>>

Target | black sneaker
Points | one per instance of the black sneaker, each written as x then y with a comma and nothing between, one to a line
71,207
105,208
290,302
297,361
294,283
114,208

<<

The lines from the one holding "Points | one" through the end of the listing above are to be written out exactly, both ends included, and no others.

Written solution:
Points | one per instance of the black sneaker, each written as x then y with a comma and nothing between, one to a line
71,207
105,208
290,302
297,361
294,283
114,208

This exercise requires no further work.